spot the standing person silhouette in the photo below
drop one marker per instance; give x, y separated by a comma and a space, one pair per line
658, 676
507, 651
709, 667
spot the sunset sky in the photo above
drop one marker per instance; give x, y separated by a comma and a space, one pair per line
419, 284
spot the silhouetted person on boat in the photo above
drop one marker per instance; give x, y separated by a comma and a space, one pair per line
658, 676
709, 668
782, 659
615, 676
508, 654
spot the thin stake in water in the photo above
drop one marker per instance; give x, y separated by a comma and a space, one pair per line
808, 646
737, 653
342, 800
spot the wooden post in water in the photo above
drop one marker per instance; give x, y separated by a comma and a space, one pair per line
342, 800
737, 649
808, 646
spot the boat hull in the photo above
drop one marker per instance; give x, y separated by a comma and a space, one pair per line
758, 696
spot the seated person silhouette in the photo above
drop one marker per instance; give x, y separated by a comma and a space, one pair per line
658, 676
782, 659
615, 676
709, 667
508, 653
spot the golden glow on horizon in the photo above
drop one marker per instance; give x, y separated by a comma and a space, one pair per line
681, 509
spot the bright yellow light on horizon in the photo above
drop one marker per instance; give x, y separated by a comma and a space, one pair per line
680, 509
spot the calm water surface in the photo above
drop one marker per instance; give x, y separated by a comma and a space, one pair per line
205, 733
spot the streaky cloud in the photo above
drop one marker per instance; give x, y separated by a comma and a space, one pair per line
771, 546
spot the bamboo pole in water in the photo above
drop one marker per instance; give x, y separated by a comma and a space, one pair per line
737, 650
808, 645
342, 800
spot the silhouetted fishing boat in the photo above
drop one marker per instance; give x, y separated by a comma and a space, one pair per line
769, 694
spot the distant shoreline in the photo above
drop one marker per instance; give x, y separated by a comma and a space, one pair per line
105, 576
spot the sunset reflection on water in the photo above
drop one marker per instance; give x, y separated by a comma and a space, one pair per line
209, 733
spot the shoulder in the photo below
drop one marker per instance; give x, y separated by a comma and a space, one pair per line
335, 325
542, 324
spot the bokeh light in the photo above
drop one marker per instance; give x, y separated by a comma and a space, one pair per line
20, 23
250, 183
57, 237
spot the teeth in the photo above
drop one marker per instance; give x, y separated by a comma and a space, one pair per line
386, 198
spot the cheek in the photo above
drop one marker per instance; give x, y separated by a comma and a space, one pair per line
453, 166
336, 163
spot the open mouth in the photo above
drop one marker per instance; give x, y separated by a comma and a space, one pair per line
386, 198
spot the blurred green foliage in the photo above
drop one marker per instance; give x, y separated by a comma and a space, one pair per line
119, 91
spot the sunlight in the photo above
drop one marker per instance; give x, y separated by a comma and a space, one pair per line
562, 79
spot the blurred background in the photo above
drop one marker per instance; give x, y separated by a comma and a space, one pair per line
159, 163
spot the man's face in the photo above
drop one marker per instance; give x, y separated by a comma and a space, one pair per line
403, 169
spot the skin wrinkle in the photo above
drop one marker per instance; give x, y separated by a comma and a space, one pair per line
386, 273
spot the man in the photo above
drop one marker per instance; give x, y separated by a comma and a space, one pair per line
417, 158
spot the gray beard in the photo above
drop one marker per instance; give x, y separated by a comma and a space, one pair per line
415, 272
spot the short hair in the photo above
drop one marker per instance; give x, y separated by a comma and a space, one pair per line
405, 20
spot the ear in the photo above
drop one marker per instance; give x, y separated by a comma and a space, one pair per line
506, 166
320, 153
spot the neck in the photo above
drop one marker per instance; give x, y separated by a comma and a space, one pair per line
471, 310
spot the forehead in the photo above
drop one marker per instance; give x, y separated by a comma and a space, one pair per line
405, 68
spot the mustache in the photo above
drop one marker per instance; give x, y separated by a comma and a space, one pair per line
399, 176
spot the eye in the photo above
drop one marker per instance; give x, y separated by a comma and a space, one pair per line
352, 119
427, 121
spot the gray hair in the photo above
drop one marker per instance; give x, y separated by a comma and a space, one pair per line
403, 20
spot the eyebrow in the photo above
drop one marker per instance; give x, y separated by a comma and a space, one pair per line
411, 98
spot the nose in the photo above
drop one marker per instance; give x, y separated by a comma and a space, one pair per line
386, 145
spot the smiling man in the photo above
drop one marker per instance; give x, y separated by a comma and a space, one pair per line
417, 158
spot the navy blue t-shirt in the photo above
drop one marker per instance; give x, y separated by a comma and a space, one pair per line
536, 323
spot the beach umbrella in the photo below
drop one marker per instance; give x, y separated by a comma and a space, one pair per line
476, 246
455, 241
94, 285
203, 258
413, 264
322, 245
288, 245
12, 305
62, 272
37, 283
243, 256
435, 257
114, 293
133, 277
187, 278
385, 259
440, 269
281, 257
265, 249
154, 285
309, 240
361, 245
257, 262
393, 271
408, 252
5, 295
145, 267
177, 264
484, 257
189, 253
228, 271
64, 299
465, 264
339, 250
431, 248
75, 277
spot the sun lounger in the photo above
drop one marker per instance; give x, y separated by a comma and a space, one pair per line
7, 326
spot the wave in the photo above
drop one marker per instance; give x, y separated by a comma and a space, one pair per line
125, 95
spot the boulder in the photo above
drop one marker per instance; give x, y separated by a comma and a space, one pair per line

What is required: Your job is to print exactly the lines that run from the top of the entries through the line with "spot the wooden", and no others.

Written solution:
spot the standing person silhouette in the photo below
drop one marker per instance; give x, y separated by a comma and a space, one pair per line
658, 676
507, 651
709, 667
spot the sunset sky in the photo above
drop one marker per instance; give x, y separated by a comma and a space, one pair per line
419, 284
spot the silhouetted person on boat in the photo above
drop one marker per instance; give x, y separated by a comma and a space, one pair per line
658, 676
709, 668
782, 659
615, 676
508, 654
spot the thin stake in water in the photo above
drop one marker per instance; give x, y separated by a comma and a space, one pair per line
808, 646
737, 653
342, 800
spot the wooden post in water in the photo above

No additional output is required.